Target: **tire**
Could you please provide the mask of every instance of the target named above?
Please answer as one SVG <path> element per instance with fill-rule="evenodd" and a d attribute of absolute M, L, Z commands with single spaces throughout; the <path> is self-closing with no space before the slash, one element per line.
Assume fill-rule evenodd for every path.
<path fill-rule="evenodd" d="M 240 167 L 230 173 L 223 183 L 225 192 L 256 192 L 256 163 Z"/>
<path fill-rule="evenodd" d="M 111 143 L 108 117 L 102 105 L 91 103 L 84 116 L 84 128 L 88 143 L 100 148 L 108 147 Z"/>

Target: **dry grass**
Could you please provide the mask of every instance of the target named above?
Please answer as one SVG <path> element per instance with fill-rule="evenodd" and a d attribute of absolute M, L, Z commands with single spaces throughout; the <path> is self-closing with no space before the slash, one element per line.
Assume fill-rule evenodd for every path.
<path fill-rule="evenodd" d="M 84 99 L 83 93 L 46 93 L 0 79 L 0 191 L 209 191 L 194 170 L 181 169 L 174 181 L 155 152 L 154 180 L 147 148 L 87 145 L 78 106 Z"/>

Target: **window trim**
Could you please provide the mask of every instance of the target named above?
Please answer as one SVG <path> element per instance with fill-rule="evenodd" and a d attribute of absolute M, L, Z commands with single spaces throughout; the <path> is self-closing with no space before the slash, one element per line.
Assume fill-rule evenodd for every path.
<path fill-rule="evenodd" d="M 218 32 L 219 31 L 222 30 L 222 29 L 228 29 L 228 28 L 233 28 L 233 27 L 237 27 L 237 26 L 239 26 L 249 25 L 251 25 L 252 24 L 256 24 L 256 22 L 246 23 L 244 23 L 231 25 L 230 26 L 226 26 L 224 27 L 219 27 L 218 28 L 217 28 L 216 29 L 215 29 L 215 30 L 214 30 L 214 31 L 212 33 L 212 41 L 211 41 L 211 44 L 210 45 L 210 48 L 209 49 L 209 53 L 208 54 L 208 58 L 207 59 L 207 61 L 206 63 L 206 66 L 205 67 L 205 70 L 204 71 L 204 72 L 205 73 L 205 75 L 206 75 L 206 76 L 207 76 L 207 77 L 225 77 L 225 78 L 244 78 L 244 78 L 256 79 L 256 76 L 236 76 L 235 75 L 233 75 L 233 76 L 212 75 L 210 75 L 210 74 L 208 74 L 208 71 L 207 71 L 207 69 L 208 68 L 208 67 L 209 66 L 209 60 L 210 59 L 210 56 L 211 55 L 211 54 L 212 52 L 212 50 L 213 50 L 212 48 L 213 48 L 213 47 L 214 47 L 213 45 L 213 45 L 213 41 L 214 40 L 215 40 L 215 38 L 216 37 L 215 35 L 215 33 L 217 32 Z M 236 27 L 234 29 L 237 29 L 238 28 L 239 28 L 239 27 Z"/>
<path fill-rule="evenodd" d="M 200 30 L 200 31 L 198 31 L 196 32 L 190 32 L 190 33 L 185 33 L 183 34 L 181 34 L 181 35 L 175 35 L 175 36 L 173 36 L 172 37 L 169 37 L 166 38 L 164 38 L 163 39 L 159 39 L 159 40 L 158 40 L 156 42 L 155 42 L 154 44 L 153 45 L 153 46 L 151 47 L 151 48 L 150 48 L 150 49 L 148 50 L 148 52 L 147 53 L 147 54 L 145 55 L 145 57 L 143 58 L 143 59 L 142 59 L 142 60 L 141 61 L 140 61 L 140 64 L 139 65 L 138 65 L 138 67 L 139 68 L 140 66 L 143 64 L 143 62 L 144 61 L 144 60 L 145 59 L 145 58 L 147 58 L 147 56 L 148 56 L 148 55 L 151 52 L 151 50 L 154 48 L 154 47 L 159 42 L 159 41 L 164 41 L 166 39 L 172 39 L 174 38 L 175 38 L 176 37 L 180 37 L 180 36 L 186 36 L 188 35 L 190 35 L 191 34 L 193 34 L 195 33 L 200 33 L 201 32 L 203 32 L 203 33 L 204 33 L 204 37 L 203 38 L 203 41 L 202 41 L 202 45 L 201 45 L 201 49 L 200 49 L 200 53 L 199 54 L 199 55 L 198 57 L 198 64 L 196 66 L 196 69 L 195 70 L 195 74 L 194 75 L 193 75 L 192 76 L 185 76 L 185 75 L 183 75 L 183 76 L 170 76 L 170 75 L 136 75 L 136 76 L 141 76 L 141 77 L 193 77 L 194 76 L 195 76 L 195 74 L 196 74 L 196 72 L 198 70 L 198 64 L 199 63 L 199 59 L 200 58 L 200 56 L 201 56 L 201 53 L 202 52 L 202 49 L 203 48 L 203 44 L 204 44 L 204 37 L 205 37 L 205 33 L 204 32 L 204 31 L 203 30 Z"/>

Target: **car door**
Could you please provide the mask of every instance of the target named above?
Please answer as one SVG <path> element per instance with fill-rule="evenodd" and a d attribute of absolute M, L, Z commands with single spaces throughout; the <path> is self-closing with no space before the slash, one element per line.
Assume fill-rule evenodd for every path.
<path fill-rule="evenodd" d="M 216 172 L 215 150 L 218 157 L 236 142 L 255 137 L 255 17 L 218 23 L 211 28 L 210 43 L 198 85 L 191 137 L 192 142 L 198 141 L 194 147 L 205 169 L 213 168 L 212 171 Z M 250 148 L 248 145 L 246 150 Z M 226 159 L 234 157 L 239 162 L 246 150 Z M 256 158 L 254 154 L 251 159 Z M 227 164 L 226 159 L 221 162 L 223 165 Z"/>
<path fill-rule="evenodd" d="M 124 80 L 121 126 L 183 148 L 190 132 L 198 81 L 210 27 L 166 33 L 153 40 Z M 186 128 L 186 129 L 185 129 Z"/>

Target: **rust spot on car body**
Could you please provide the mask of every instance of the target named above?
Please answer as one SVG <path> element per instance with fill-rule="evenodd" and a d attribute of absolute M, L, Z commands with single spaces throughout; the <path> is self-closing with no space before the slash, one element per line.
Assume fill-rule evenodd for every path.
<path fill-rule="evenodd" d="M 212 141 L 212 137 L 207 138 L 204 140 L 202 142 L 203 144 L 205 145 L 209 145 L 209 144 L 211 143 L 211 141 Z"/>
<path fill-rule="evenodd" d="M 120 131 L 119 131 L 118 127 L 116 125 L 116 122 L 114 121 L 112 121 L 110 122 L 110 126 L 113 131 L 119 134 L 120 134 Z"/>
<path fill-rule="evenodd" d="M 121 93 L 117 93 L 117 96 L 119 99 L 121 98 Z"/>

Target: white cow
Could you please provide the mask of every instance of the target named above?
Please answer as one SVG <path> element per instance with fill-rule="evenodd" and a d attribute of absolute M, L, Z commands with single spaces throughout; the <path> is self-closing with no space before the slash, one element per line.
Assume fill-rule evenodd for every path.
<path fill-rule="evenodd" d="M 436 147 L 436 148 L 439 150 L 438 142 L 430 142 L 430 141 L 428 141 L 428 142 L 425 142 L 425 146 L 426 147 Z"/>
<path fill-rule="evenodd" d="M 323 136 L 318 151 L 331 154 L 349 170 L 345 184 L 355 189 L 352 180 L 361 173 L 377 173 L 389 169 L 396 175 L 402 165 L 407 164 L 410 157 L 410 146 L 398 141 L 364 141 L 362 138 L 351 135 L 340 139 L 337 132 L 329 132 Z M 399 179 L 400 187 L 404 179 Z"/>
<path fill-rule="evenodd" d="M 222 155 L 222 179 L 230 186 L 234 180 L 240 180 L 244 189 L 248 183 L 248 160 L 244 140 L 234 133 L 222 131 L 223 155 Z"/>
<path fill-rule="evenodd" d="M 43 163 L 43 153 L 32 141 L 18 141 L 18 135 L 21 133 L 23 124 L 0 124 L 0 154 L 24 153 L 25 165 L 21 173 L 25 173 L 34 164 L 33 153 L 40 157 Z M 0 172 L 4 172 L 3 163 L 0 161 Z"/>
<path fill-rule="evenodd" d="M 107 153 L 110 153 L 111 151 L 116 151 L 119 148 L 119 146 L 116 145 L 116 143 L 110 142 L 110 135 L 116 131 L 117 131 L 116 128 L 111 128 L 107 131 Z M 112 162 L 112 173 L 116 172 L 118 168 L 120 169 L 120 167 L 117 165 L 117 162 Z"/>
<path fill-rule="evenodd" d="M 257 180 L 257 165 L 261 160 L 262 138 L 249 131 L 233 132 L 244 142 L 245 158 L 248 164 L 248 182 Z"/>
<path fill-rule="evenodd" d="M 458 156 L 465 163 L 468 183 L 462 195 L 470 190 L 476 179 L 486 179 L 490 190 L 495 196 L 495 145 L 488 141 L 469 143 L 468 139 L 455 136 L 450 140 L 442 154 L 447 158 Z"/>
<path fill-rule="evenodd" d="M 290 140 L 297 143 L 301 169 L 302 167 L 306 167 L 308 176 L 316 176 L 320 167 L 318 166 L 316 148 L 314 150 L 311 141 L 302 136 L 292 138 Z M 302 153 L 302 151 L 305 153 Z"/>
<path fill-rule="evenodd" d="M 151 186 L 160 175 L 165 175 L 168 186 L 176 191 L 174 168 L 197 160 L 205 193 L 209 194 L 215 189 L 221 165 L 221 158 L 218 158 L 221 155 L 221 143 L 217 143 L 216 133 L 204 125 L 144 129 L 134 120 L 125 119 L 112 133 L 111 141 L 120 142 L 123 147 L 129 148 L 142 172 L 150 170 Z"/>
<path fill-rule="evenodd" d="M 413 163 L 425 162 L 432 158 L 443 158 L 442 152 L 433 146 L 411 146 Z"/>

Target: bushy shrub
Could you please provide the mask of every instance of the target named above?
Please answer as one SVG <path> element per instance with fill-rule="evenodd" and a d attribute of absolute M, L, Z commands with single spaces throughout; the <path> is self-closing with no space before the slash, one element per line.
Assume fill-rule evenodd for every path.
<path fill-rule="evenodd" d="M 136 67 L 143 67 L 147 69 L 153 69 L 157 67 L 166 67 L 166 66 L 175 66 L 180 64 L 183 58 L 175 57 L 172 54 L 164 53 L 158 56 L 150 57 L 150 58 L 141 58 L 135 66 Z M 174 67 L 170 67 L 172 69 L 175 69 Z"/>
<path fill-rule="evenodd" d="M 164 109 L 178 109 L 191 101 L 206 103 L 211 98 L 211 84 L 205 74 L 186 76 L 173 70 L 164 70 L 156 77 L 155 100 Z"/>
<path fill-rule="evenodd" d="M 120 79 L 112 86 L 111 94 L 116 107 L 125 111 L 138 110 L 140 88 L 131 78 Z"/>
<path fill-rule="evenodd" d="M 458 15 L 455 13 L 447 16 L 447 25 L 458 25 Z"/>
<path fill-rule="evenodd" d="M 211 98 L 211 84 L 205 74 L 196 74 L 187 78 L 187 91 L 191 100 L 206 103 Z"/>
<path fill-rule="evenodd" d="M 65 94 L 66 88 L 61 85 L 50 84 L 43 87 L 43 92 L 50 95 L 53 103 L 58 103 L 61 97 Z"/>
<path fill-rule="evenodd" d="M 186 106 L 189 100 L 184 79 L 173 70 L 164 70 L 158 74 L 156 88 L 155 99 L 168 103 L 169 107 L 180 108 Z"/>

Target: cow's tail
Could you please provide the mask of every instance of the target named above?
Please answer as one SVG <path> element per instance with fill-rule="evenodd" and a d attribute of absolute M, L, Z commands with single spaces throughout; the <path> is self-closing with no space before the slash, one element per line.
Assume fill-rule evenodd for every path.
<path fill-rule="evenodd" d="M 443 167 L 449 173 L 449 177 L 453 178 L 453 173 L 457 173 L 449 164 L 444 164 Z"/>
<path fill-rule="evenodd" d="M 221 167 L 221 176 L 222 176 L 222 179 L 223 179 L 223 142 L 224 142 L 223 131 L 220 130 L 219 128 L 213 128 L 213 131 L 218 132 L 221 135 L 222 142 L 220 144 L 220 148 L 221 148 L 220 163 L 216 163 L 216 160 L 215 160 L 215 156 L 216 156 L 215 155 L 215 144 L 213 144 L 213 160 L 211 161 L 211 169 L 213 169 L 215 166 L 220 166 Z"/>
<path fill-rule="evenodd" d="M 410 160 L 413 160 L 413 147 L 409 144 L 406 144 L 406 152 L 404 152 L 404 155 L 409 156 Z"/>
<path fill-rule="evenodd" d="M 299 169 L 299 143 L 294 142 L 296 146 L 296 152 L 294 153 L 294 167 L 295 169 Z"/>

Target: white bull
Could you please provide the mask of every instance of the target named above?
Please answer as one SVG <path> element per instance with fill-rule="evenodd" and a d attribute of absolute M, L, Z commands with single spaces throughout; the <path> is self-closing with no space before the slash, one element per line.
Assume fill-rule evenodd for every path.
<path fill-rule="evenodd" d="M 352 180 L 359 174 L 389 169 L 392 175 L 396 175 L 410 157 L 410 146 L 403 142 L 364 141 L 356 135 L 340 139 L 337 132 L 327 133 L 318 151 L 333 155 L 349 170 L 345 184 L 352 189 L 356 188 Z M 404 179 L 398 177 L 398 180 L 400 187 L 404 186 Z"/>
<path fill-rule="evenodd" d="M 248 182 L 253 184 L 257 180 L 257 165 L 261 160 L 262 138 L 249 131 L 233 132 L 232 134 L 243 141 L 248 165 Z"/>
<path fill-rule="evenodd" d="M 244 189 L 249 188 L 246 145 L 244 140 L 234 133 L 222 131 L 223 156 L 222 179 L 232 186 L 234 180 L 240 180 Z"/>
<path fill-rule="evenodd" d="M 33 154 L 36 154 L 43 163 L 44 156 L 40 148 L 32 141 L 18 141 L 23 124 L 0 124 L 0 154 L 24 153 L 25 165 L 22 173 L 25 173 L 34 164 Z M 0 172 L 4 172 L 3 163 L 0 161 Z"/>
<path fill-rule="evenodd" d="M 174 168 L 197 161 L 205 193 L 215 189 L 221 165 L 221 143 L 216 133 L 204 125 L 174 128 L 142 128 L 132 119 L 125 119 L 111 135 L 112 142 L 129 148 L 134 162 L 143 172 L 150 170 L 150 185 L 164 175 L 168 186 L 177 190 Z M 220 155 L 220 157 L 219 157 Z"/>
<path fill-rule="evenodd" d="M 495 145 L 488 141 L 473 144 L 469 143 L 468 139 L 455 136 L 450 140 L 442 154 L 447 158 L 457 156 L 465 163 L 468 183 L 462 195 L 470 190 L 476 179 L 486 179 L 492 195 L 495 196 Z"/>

- **Instrução escrita**
Reescreva os registros começando no início e terminando na linha que contém "0 191 L 209", inclusive, substituindo "instance" por "object" e mantendo todo o restante inalterado.

- **Resposta**
Target: **tire**
Could you please provide the mask of every object of the target named above?
Please answer as one SVG <path> element per object with fill-rule="evenodd" and a d attribute of absolute M, L, Z commands with single spaces throughout; the <path> is self-closing with no space before the slash, one element per line.
Assume fill-rule evenodd for every path.
<path fill-rule="evenodd" d="M 240 167 L 230 173 L 223 183 L 225 192 L 256 192 L 256 163 Z"/>
<path fill-rule="evenodd" d="M 111 143 L 108 117 L 102 105 L 91 103 L 84 116 L 84 128 L 88 143 L 100 148 L 108 147 Z"/>

Target: **dry grass**
Could you please provide the mask of every object of the target named above?
Please answer as one SVG <path> element per object with fill-rule="evenodd" and a d attribute of absolute M, L, Z commands with single spaces throughout; the <path> is self-closing with no space before the slash, one element per line.
Assume fill-rule evenodd for every path.
<path fill-rule="evenodd" d="M 84 99 L 83 93 L 46 93 L 0 79 L 0 191 L 209 191 L 194 170 L 181 169 L 174 181 L 155 152 L 154 180 L 147 148 L 87 145 L 78 106 Z"/>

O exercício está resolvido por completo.